Beberapa fungsi sastra yang lain, antara lain adalah: (1) fungsi “katarsis” (catharsis) yang disampaikan oleh Aristoteles (dalam Wellek & Warren, 1995: 35) melalui karyanya The Poetics. Istilah katarsis dapat diartikan “pelepasan”, “keterharuan”; maksudnya: membebaskan, meluapkan atau mengekspresikan tekanan emosi pem­baca atau penontonnya. (2) fungsi “propa­ganda” yang di­sampaikan oleh Wellek & Warren (1995:33). Istilah propaganda dapat diartikan “penyebaran doktrin”, artinya: segala macam usaha yang di­lakukan secara sadar atau tidak adalah mempengaruhi pem­baca agar me­nerima sikap hidup tertentu.
Berdasarkan berbagai pendapat tersebut di atas, dapatlah disimpulkan dan di­uraikan bahwa karya seni atau sastra dapat berfungsi antara lain sebagai:
1. Hiburan.
Bagi seorang pengarang (karya seni dan sastra), kegiatan mengarang dapat menjadi sarana hiburan atau mem­bebas­kan diri dari tekan­an emosi. Ribot (dalam Wellek & Warren (1995:96), seorang psikolog Perancis, me­nyebut pengarang demikian sebagai sastrawan atau seniman diffluent yaitu me­mulai imaji­nasi­nya dari emosi atau perasaan, lalu me­nuangkannya me­lalui irama dan pen­citraan yang didorong oleh stimmung dalam dirinya. Demi­kian pula bagi seorang yang menikmati (karya seni dan sastra) akan me­­ngurangi bahkan melegakan emosi atau perasaan yang tertekan. Salah satu ciri sastra hiburan menurut Darma (2004:6), adalah tokoh-tokoh yang tampan, kaya, dicintai dan dikagumi, serta sanggup mengatasi segala macam masalah dengan mudah.
2. pembangkit emosi.
Drama tragedi dan komedi menurut Plato (dalam Wellek & Warren, 1995­:35), “memupuk dan menyuburkan emosi yang seharusnya kita mati­kan”. Pada saat menikmati (karya seni dan sastra, emosi dan perasaan pem­baca atau pe­nonton akan dibangkitkan. Hal ini terjadi ketika tokoh prota­gonis atau tokoh antagonis beraksi. Jadi, dalam me­nikmati karya seni dan sastra emosi atau perasaan pembaca dibangkitkan sampai klimaks cerita.
3. pelepasan/katarsis.

#### PEKERJAAN YANG DIMINTA:
Tolong salin tanpa perubahan bagian teks tentang fungsi sastra dari "Beberapa fungsi sastra" sampai "sikap hidup tertentu.".

(Butir dari sebuah dataset)
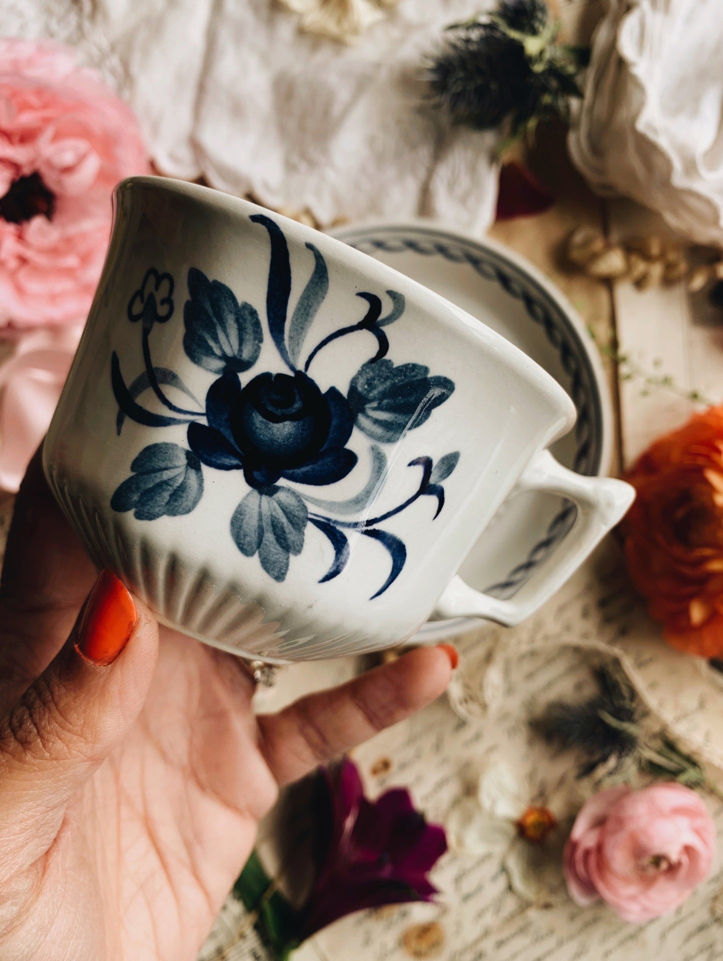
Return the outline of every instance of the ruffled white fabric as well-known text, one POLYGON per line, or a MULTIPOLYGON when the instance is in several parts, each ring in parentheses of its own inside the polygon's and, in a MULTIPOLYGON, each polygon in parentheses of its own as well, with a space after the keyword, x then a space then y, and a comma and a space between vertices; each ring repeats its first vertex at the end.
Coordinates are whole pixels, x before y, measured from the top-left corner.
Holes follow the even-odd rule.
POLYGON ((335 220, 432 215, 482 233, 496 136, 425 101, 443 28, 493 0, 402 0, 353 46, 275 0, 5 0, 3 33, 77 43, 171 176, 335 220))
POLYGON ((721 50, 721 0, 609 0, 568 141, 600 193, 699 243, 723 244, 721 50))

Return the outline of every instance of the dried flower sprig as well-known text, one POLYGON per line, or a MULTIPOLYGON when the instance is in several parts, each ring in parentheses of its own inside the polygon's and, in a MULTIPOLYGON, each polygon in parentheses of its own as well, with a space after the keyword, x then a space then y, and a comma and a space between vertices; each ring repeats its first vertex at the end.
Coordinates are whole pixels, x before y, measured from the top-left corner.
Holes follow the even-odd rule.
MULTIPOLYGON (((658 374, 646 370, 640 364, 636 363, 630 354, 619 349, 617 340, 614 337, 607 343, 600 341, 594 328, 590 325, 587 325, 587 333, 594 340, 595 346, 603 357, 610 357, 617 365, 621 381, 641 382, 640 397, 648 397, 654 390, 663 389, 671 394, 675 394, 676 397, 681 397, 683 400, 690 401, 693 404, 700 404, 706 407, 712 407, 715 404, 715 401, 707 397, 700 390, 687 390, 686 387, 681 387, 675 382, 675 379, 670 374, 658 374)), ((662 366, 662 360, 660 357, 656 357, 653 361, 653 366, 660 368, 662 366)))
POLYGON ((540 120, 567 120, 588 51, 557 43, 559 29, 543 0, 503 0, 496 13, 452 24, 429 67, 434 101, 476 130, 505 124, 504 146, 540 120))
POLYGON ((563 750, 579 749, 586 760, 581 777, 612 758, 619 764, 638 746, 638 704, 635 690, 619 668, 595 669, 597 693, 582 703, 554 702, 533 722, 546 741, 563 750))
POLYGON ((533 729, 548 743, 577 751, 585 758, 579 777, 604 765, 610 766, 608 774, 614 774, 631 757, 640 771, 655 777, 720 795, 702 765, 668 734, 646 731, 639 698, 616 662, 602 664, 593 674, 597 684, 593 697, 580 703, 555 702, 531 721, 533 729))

#### JAWABAN YANG DIHARAPKAN:
Beberapa fungsi sastra yang lain, antara lain adalah: (1) fungsi “katarsis” (catharsis) yang disampaikan oleh Aristoteles (dalam Wellek & Warren, 1995: 35) melalui karyanya The Poetics. Istilah katarsis dapat diartikan “pelepasan”, “keterharuan”; maksudnya: membebaskan, meluapkan atau mengekspresikan tekanan emosi pem­baca atau penontonnya. (2) fungsi “propa­ganda” yang di­sampaikan oleh Wellek & Warren (1995:33). Istilah propaganda dapat diartikan “penyebaran doktrin”, artinya: segala macam usaha yang di­lakukan secara sadar atau tidak adalah mempengaruhi pem­baca agar me­nerima sikap hidup tertentu.